Text segment =>
Some of my most meaningful psychedelic experiences have come with the aid of psilocybe mushrooms. I have taken many trips with the mushroom, and all of them good.

On one occasion I combined mushrooms with smoking salvia divinorum. I should get back to that event, because I saw the great matrix of humanity, was a member of that structure obliquely referred to in a Sub Rosa interview with visionary artist Alex Grey, among other places.

Another trip was conjoined by a woman friend inside my New York apartment. Two visions stood out from that experience, and what they had in common was that we saw them together. I don't think I'm overplaying their significance, even 10 years later. I hope that my estranged friend at least keeps that memory from our year together.

The visions were these: in the first, we told each other that we saw auras, not only auras of people--each other--but also around other things. It was a generally omnipresent yellow, or, as we more specifically described it, "Gatorade" colored halo.

The second shared vision seems more remarkable. "J" pointed to a bare area of my white wall, and said she saw a portal. Until then, the concept of the portal was rather obscure to me. However, I also saw the portal where she pointed. I will describe it.

The portal, as I saw it, was about two feet in diameter. It was something like a sphincter, without putting too crude a spin on it. The center was denser than the perimeter. Psychedelic imagery is a kind of overlay of geometric patterns, or sometimes it is as if the patterns are themselves infused into the objects of the visual field. This isn't exactly my vision, but it was as if the event-horizon of a black hole was located at a particular spot on my wall, and I could throw something through the vortex. Another metaphor would be water circling down a sink drain or toilet.

I relate these visions because they were achieved through the synergy of sacred imagination and psilocybe. All of my psilocybe journeys have been pleasant, and while I have never been a habitual user, I would have more adventures if availability and occasion permitted.

Data records =>
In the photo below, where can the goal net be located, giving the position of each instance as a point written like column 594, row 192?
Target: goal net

--

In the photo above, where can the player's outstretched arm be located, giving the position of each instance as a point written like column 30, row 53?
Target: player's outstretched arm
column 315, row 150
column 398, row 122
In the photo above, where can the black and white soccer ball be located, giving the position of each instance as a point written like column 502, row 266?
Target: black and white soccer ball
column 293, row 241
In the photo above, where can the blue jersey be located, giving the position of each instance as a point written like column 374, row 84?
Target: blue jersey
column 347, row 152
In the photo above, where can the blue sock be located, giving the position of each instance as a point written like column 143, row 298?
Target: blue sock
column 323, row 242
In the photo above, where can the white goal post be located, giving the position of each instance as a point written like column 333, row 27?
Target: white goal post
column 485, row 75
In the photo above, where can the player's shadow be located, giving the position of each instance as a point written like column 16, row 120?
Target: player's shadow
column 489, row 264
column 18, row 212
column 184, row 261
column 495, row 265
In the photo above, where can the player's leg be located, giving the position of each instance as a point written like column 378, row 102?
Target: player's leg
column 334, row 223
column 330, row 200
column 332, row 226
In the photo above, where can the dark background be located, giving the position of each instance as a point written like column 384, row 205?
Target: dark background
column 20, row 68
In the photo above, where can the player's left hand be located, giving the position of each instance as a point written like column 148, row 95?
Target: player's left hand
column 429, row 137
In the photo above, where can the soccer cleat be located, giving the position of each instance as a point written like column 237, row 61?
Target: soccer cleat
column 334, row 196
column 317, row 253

Task requirements =>
1) In the mushroom account, copy the passage from "The second shared" to "drain or toilet.".
2) According to the mushroom account, how large was the portal?
3) Translate this sentence from the mushroom account into Spanish: "The center was denser than the perimeter."

Answers by item number =>
1)
The second shared vision seems more remarkable. "J" pointed to a bare area of my white wall, and said she saw a portal. Until then, the concept of the portal was rather obscure to me. However, I also saw the portal where she pointed. I will describe it.

The portal, as I saw it, was about two feet in diameter. It was something like a sphincter, without putting too crude a spin on it. The center was denser than the perimeter. Psychedelic imagery is a kind of overlay of geometric patterns, or sometimes it is as if the patterns are themselves infused into the objects of the visual field. This isn't exactly my vision, but it was as if the event-horizon of a black hole was located at a particular spot on my wall, and I could throw something through the vortex. Another metaphor would be water circling down a sink drain or toilet.

2) It was about two feet in diameter.

3) El centro era más denso que el perímetro.